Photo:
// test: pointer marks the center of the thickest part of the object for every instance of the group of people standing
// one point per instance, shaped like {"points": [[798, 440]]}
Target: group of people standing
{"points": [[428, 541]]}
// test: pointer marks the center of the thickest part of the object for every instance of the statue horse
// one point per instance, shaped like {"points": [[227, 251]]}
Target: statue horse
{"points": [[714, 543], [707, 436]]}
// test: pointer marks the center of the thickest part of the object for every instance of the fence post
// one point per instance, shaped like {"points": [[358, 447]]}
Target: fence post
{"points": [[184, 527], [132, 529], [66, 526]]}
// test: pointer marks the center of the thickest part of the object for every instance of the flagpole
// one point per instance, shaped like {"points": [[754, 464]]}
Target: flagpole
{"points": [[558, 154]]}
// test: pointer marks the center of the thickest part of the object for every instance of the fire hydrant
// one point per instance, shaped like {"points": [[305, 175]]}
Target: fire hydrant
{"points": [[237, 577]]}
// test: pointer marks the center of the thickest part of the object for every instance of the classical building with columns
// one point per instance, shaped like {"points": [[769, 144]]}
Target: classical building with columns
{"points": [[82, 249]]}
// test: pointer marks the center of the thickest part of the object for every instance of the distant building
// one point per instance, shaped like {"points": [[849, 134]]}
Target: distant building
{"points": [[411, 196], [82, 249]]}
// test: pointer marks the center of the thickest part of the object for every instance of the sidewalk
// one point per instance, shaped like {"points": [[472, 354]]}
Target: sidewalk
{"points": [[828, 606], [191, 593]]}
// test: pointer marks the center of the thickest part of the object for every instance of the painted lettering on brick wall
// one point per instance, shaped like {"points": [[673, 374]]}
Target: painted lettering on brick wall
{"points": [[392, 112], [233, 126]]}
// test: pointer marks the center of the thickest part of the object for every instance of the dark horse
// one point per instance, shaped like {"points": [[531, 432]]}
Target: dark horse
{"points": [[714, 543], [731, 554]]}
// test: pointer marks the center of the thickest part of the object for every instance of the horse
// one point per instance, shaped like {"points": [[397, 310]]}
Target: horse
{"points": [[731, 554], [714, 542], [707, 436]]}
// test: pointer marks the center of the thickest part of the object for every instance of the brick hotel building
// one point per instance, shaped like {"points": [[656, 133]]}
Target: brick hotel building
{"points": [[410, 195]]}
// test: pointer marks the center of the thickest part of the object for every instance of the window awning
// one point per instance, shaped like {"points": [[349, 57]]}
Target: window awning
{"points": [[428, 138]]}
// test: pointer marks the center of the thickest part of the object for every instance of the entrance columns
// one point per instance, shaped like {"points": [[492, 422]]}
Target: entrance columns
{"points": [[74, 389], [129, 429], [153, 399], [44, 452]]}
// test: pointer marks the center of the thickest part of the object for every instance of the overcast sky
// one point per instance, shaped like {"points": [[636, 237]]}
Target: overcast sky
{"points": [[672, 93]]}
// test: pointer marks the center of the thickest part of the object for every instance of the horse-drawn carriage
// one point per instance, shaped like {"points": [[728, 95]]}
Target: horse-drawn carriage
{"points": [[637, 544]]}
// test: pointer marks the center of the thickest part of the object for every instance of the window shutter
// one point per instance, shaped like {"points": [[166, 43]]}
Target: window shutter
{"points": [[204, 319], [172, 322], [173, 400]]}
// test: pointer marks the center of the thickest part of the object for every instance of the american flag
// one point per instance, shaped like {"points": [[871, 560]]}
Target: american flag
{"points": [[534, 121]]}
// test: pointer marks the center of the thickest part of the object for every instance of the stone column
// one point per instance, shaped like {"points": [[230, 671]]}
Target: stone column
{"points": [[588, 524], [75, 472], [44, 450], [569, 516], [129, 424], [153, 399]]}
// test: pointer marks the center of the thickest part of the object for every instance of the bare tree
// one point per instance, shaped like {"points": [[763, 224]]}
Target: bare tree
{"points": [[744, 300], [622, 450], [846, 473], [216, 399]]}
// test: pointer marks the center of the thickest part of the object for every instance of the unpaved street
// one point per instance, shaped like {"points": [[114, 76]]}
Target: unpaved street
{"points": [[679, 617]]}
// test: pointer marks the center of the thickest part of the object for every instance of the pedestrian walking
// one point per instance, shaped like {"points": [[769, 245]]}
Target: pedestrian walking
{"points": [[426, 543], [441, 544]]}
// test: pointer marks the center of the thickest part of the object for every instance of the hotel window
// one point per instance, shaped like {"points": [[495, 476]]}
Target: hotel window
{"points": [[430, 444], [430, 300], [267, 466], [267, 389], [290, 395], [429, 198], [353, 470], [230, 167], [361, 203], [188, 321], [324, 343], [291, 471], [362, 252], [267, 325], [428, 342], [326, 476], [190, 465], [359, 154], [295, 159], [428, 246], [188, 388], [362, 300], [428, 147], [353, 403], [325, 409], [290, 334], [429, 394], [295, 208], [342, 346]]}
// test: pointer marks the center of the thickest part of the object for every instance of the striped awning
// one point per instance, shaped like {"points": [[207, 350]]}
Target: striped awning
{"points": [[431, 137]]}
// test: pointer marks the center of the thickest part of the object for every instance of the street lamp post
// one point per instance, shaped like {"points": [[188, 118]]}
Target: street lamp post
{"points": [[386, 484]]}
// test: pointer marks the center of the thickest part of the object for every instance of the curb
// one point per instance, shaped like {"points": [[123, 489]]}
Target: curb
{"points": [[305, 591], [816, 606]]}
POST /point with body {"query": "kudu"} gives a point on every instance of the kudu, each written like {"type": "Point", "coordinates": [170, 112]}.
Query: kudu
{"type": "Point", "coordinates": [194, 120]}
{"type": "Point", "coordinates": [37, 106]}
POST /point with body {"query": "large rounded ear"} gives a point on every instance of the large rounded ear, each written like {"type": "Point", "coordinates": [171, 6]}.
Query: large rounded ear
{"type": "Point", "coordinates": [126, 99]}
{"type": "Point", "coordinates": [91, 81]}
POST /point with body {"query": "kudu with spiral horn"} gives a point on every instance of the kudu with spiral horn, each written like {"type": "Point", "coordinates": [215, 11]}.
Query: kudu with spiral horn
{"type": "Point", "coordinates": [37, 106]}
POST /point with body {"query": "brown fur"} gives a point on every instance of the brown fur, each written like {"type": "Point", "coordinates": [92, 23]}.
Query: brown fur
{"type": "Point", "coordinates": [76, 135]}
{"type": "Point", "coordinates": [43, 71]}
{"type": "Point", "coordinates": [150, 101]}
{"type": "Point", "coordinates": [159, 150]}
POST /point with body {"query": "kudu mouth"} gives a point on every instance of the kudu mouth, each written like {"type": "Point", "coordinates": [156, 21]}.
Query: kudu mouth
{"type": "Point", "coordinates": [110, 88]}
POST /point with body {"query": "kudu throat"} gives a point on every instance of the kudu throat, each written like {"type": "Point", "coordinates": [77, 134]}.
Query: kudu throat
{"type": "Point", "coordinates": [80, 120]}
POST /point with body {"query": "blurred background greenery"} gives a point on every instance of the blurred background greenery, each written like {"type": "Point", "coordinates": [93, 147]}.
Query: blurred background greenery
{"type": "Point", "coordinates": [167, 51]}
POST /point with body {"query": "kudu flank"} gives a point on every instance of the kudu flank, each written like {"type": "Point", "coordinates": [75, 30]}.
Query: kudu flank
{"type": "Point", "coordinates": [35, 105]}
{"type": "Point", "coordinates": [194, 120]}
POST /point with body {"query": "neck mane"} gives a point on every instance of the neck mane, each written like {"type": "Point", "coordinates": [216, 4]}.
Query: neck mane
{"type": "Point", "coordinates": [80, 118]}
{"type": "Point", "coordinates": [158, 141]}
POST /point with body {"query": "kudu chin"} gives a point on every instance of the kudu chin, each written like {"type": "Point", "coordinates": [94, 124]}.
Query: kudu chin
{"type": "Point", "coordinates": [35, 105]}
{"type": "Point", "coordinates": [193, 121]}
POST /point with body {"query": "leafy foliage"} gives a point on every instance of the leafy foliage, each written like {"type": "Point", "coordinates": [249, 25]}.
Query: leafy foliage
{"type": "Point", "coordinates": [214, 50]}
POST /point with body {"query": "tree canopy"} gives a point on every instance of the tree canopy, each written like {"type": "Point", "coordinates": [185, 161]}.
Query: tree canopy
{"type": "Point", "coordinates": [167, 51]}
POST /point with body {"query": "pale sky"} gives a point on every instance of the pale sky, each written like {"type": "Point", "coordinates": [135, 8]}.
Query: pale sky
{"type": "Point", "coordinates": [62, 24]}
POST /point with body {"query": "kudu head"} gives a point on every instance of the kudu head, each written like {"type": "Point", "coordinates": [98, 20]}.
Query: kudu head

____________________

◆ **Written problem**: Arrange the lines as a Markdown table with the columns n and Line, giving each line its own numbered row and skipping any blank lines. Begin at the line that has "kudu chin, each" and stop after the last line.

◆ **Problem solution**:
| n | Line |
|---|---|
| 1 | POST /point with body {"query": "kudu chin"} gives a point on every instance of the kudu chin, each written like {"type": "Point", "coordinates": [94, 124]}. |
| 2 | Query: kudu chin |
| 3 | {"type": "Point", "coordinates": [35, 105]} |
| 4 | {"type": "Point", "coordinates": [193, 121]} |
| 5 | POST /point with body {"query": "leafy foliage"} gives a point on every instance of the leafy foliage, each written like {"type": "Point", "coordinates": [249, 25]}. |
| 6 | Query: leafy foliage |
| 7 | {"type": "Point", "coordinates": [214, 50]} |
| 8 | POST /point with body {"query": "tree canopy"} gives a point on every instance of the tree canopy, each written like {"type": "Point", "coordinates": [185, 161]}. |
| 9 | Query: tree canopy |
| 10 | {"type": "Point", "coordinates": [167, 51]} |
| 11 | POST /point with body {"query": "pale sky"} gives a point on every instance of the pale sky, each written like {"type": "Point", "coordinates": [135, 8]}. |
| 12 | Query: pale sky |
| 13 | {"type": "Point", "coordinates": [62, 24]} |
| 14 | POST /point with body {"query": "kudu head"} gives a point on every instance of the kudu head, each written like {"type": "Point", "coordinates": [98, 20]}. |
| 15 | Query: kudu head |